══ PAGE TEXT ══

Mike Johnston, Mary and Liz at Squilley's Funeral
When P3200 came out, I was shooting Tri-X at E.I. 200, the fastest film I'd shot till then. P3200 tested for me at E.I. 1000, more than two stops faster. (3200 was a "push" speed, hence the "P" in the name; 3200 was never an actual ISO rating.) It was a revelation, and tremendously energizing. I put it immediately into use, and it was just in time so that I could document my grandmother's funeral and my best friend's wedding, among other things. I took so many great pictures (I mean: pictures I like) with that film. I have virtually none of it scanned, but above is one exception.
I found only one paper that it printed on correctly, and that too is long gone.
The promise and excitement of P3200 is of course completely lost on photographers now, who complain when they can see noise in actual ISO 3200 pictures.
As with so many things from the film era, there is no more need for it. But it was a big deal in its day.
Mike
(Thanks to Oren)
Original contents copyright 2012 by Michael C. Johnston and/or the bylined author. All Rights Reserved. Links in this post may be to our affiliates; sales through affiliate links may benefit this site.
Today's P3200 and more:
(To see all the comments, click on the "Comments" link below.)
Featured Comments from:
Matt Weber: "I remember when it came out too...I think it was in 1988 and it was incredible. I was able to shoot at night with usable shutter speeds and still managed to get decent work done during the day. I'm sad because this film really mattered to me and enabled me to take many of my best pictures. Kodak has let us down so many times it's almost funny. I realize the company is in ruins now, so this time I'm not going to take it personally...Oh well."
Softie: "I knew this day would come, and find myself mourning a good friend's passing. I shot piles of this stuff, and used it as my standard film for years at E.I. 800. Lovely big rough grain."
Matt Mills: "Man, the memories...this was literally one of two films I used for black-and-white all through my early days in photography (the other being T-Max 400—judge if you will, but I loved the stuff in D-76). This was the film that made it possible to shoot inside and get handheld photos, really crucial if you're a people-in-their-habitat photographer. I miss it just thinking about it. Of course, right before I switch to digital, I learned to use sodium sulfite in the developer and borax solution after, which was amazingly rich."

═══

# EXERCISE 1
Could you format every line of the listing below as a Markdown table with the columns Row and Line, skipping blank lines and leaving out the pictures?

══ DATA RECORDS ══

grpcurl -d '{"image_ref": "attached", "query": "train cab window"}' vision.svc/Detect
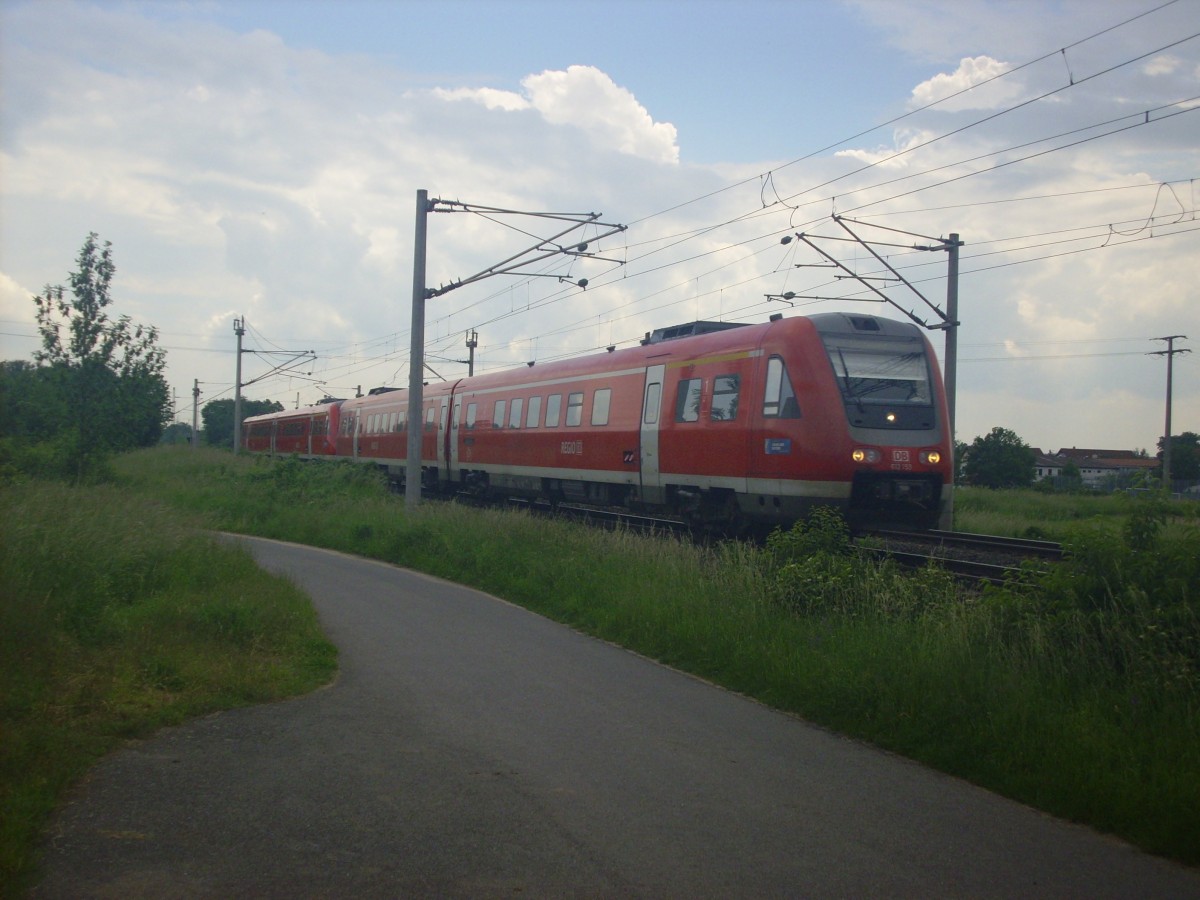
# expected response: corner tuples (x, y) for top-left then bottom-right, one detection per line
(710, 376), (742, 422)
(762, 356), (800, 419)
(676, 378), (704, 422)
(642, 382), (662, 425)
(546, 394), (563, 428)
(592, 388), (612, 425)
(566, 391), (583, 427)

═══

# EXERCISE 2
In the piece on P3200 film, what film was the writer shooting at E.I. 200 when P3200 came out?

# EXERCISE SOLUTION 1
| Row | Line |
|---|---|
| 1 | grpcurl -d '{"image_ref": "attached", "query": "train cab window"}' vision.svc/Detect |
| 2 | # expected response: corner tuples (x, y) for top-left then bottom-right, one detection per line |
| 3 | (710, 376), (742, 422) |
| 4 | (762, 356), (800, 419) |
| 5 | (676, 378), (704, 422) |
| 6 | (642, 382), (662, 425) |
| 7 | (546, 394), (563, 428) |
| 8 | (592, 388), (612, 425) |
| 9 | (566, 391), (583, 427) |

# EXERCISE SOLUTION 2
Tri-X.